**STORED DATA**
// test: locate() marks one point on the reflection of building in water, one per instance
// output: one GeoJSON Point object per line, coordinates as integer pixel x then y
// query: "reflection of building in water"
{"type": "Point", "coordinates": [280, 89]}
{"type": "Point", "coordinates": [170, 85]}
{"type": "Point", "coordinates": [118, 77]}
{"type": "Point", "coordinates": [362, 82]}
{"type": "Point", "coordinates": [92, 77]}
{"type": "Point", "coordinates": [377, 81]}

**EXERCISE AIM**
An exact transcription of all the entries is needed.

**REPLY**
// test: locate() marks one point on the reflection of building in water, one per instance
// output: one GeoJSON Point object per line, coordinates as integer pixel x then y
// query: "reflection of building in water"
{"type": "Point", "coordinates": [280, 89]}
{"type": "Point", "coordinates": [170, 85]}
{"type": "Point", "coordinates": [118, 77]}
{"type": "Point", "coordinates": [362, 82]}
{"type": "Point", "coordinates": [92, 77]}
{"type": "Point", "coordinates": [377, 81]}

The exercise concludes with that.